Written instruction:
Return the material below in full and exactly.

• • •

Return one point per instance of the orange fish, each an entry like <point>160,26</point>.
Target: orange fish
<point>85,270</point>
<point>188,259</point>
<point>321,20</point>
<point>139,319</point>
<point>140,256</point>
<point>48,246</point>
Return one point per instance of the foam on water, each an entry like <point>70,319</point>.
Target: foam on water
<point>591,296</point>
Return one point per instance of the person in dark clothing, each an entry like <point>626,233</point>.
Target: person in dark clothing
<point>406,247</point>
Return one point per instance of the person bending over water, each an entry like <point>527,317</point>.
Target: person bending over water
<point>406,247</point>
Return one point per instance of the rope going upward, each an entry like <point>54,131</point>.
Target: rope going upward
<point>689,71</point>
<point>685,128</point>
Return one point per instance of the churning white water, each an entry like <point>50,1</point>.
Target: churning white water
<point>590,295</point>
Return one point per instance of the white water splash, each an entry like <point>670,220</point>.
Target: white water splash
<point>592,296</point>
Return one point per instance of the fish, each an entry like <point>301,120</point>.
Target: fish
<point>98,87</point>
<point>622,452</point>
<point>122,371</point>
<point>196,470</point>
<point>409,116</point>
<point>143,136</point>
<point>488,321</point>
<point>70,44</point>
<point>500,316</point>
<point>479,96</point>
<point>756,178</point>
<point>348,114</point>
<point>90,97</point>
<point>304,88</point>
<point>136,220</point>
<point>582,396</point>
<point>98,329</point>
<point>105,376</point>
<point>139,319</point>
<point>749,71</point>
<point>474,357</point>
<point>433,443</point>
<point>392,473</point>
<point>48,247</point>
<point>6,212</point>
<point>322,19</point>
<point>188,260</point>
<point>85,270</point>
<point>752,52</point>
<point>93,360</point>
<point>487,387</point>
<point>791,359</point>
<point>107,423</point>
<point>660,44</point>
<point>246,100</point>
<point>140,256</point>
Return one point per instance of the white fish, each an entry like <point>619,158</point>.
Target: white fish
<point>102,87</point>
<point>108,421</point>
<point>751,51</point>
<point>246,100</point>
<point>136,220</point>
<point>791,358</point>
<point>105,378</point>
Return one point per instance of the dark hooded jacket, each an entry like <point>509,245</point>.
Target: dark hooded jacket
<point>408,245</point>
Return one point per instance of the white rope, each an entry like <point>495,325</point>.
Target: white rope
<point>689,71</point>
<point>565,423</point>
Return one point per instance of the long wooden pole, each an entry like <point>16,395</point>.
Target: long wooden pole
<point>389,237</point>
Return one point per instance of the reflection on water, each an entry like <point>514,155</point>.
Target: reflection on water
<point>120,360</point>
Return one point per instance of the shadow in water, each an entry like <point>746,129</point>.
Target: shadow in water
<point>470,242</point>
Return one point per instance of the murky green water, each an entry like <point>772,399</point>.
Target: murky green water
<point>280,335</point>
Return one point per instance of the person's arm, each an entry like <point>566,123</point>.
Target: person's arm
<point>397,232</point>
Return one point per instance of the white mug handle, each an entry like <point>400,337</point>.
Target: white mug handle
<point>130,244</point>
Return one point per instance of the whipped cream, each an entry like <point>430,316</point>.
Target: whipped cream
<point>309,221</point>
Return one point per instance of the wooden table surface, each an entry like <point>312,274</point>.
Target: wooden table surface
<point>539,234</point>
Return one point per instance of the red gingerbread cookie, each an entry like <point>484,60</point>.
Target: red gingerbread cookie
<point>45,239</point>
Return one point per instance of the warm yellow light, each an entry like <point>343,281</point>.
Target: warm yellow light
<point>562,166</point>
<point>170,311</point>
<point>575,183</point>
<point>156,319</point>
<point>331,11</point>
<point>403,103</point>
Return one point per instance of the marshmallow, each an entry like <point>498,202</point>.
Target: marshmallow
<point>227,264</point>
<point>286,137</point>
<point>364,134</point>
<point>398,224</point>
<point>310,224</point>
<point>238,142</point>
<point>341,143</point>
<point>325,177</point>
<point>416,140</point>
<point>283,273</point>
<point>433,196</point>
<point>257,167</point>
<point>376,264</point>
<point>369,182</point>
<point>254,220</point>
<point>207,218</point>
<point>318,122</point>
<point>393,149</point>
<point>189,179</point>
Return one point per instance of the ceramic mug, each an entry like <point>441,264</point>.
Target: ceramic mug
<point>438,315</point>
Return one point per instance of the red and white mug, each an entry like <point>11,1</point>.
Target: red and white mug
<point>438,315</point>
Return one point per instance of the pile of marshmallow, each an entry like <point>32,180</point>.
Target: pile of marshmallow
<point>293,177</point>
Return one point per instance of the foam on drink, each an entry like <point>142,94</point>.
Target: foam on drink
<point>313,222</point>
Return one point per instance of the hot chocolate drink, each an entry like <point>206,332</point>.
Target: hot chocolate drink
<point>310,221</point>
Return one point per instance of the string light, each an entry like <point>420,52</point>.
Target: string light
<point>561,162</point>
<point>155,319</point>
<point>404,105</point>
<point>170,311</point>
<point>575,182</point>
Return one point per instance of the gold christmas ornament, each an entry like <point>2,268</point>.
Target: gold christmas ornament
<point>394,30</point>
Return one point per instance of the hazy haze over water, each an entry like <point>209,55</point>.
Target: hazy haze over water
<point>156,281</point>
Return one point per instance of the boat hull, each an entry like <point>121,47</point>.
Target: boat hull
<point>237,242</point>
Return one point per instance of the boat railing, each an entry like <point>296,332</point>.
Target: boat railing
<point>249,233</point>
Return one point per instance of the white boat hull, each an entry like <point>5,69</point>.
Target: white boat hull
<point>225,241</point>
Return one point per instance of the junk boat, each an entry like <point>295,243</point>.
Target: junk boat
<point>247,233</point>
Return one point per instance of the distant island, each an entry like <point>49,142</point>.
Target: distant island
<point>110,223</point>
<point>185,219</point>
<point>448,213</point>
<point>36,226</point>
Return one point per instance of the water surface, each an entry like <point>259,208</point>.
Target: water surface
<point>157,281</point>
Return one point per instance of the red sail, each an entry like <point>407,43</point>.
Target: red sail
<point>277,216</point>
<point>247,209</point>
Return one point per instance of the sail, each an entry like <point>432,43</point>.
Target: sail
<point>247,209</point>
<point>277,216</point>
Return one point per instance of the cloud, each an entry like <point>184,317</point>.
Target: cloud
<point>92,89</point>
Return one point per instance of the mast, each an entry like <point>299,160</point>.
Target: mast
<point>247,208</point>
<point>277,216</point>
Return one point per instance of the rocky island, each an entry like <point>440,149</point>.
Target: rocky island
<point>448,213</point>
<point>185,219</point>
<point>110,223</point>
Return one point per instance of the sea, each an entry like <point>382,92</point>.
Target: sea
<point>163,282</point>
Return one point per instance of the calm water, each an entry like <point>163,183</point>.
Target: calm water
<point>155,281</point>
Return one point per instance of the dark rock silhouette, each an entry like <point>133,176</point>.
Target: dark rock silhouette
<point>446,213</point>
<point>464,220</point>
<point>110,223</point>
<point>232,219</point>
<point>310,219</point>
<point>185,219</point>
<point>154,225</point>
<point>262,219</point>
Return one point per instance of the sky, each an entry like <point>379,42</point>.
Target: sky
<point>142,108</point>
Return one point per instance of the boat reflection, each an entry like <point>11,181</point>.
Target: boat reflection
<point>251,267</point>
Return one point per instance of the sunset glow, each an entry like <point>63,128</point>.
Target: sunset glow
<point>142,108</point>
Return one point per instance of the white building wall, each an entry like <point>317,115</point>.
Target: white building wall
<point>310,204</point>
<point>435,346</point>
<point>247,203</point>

• • •

Result:
Return one point per instance of the orange fish, each an entry like <point>160,26</point>.
Target: orange fish
<point>85,270</point>
<point>188,259</point>
<point>321,20</point>
<point>139,319</point>
<point>140,256</point>
<point>48,246</point>
Return one point per instance of the foam on water, each an entry like <point>70,319</point>.
Target: foam on water
<point>591,296</point>
Return one point per instance of the person in dark clothing, each an entry like <point>626,233</point>.
Target: person in dark clothing
<point>406,247</point>
Return one point per instance of the person bending over water, each an entry like <point>527,317</point>.
Target: person bending over water
<point>406,247</point>
Return one point per instance of the rope going upward, each an entry like <point>54,131</point>.
Target: rope going upward
<point>689,71</point>
<point>685,128</point>
Return one point per instance of the churning white water, each an entry like <point>50,1</point>.
Target: churning white water
<point>590,295</point>
Return one point per instance of the white water splash, each an entry like <point>670,220</point>.
Target: white water splash
<point>592,296</point>
Return one point per instance of the fish, each an entry like <point>301,120</point>.
Target: fish
<point>98,87</point>
<point>622,452</point>
<point>122,371</point>
<point>196,470</point>
<point>409,116</point>
<point>143,136</point>
<point>488,321</point>
<point>70,44</point>
<point>500,316</point>
<point>479,96</point>
<point>756,178</point>
<point>348,114</point>
<point>90,97</point>
<point>304,88</point>
<point>136,220</point>
<point>582,396</point>
<point>98,329</point>
<point>105,376</point>
<point>139,319</point>
<point>749,71</point>
<point>474,357</point>
<point>433,443</point>
<point>392,473</point>
<point>48,247</point>
<point>6,212</point>
<point>322,19</point>
<point>188,260</point>
<point>85,270</point>
<point>752,52</point>
<point>93,360</point>
<point>487,387</point>
<point>791,359</point>
<point>107,423</point>
<point>660,44</point>
<point>246,100</point>
<point>140,256</point>
Return one point per instance of the white fish, each an entry like <point>619,158</point>.
Target: white fish
<point>102,87</point>
<point>108,421</point>
<point>751,51</point>
<point>246,100</point>
<point>136,220</point>
<point>791,358</point>
<point>105,378</point>
Return one point per instance of the dark hooded jacket, each an entry like <point>509,245</point>.
Target: dark hooded jacket
<point>408,245</point>
Return one point per instance of the white rope, each an entry like <point>495,325</point>.
Target: white rope
<point>689,71</point>
<point>565,423</point>
Return one point per instance of the long wooden pole, each an entry like <point>16,395</point>.
Target: long wooden pole
<point>389,237</point>
Return one point per instance of the reflection on water, each an entry like <point>514,155</point>.
Target: reflection on water
<point>120,360</point>
Return one point per instance of the shadow in water, each an entry like <point>746,129</point>.
Target: shadow in water
<point>470,242</point>
Return one point per instance of the murky green water, each an entry like <point>772,399</point>.
Target: murky green water
<point>280,335</point>
Return one point per instance of the person's arm, each an entry like <point>566,123</point>.
Target: person's arm
<point>397,232</point>
Return one point per instance of the white mug handle, each an entry like <point>400,337</point>.
Target: white mug handle
<point>130,244</point>
Return one point per instance of the whipped cream, each an entry like <point>430,316</point>.
Target: whipped cream
<point>309,221</point>
Return one point per instance of the wooden table surface, each an entry like <point>312,274</point>.
Target: wooden table surface
<point>539,234</point>
Return one point per instance of the red gingerbread cookie, each an entry like <point>484,60</point>.
Target: red gingerbread cookie
<point>45,239</point>
Return one point per instance of the warm yellow light, each an entry like <point>343,281</point>.
Target: warm yellow light
<point>562,166</point>
<point>170,311</point>
<point>575,183</point>
<point>156,319</point>
<point>331,11</point>
<point>403,103</point>
Return one point per instance of the marshmallow, each an entry like <point>498,202</point>.
Target: marshmallow
<point>227,264</point>
<point>286,137</point>
<point>364,134</point>
<point>398,224</point>
<point>310,224</point>
<point>238,142</point>
<point>341,143</point>
<point>325,177</point>
<point>416,140</point>
<point>283,273</point>
<point>433,196</point>
<point>257,167</point>
<point>376,264</point>
<point>369,182</point>
<point>254,220</point>
<point>207,218</point>
<point>318,122</point>
<point>393,149</point>
<point>189,179</point>
Return one point per instance of the ceramic mug, each an entry like <point>441,264</point>.
Target: ceramic mug
<point>438,315</point>
Return one point per instance of the red and white mug, each an entry like <point>11,1</point>.
Target: red and white mug
<point>438,315</point>
Return one point per instance of the pile of marshmallow, each an entry like <point>32,180</point>.
Target: pile of marshmallow
<point>293,177</point>
Return one point per instance of the foam on drink, each an entry like <point>142,94</point>.
Target: foam on drink
<point>313,222</point>
Return one point per instance of the hot chocolate drink, each an entry like <point>206,332</point>.
Target: hot chocolate drink
<point>310,221</point>
Return one point per instance of the string light, each an entry like <point>420,52</point>.
Target: string light
<point>561,162</point>
<point>155,319</point>
<point>404,105</point>
<point>170,311</point>
<point>575,182</point>
Return one point per instance of the gold christmas ornament, each an entry like <point>2,268</point>.
Target: gold christmas ornament
<point>394,30</point>
Return one point per instance of the hazy haze over water, each an entry like <point>209,55</point>.
Target: hazy haze over water
<point>156,281</point>
Return one point per instance of the boat hull, each an entry like <point>121,47</point>.
Target: boat hull
<point>237,242</point>
Return one point per instance of the boat railing, each an entry like <point>296,332</point>.
Target: boat railing
<point>249,233</point>
Return one point per instance of the white boat hull, each an entry like <point>5,69</point>.
Target: white boat hull
<point>225,241</point>
Return one point per instance of the junk boat, each an entry like <point>295,243</point>.
Target: junk boat
<point>247,233</point>
Return one point per instance of the distant island, each an entry like <point>49,142</point>.
Target: distant island
<point>110,223</point>
<point>185,219</point>
<point>448,213</point>
<point>36,226</point>
Return one point per instance of the water surface, each an entry like <point>259,208</point>.
Target: water surface
<point>157,281</point>
Return one point per instance of the red sail, each an entry like <point>407,43</point>.
Target: red sail
<point>277,216</point>
<point>247,209</point>
Return one point per instance of the sail, each an entry like <point>432,43</point>.
Target: sail
<point>247,209</point>
<point>277,216</point>
Return one point per instance of the cloud, each an entry like <point>184,317</point>.
Target: cloud
<point>92,89</point>
Return one point per instance of the mast, each an entry like <point>299,160</point>.
Target: mast
<point>247,208</point>
<point>277,216</point>
Return one point per instance of the rocky island, each an entry like <point>440,149</point>.
Target: rocky island
<point>448,213</point>
<point>185,219</point>
<point>110,223</point>
Return one point per instance of the sea, each an entry like <point>382,92</point>.
Target: sea
<point>163,282</point>
Return one point per instance of the calm water, each an entry like <point>163,183</point>.
Target: calm water
<point>155,281</point>
Return one point per instance of the dark rock silhouette, each an entry like <point>133,176</point>.
Target: dark rock silhouette
<point>446,213</point>
<point>464,220</point>
<point>110,223</point>
<point>232,219</point>
<point>310,219</point>
<point>185,219</point>
<point>154,225</point>
<point>262,219</point>
Return one point per instance of the sky, each an entry like <point>379,42</point>.
Target: sky
<point>142,108</point>
Return one point per instance of the boat reflection, each an entry like <point>11,181</point>.
Target: boat reflection
<point>251,267</point>
Return one point per instance of the sunset glow, each an entry like <point>63,128</point>.
Target: sunset glow
<point>142,108</point>
Return one point per instance of the white building wall, each an entry like <point>317,115</point>.
Target: white building wall
<point>310,204</point>
<point>435,346</point>
<point>247,203</point>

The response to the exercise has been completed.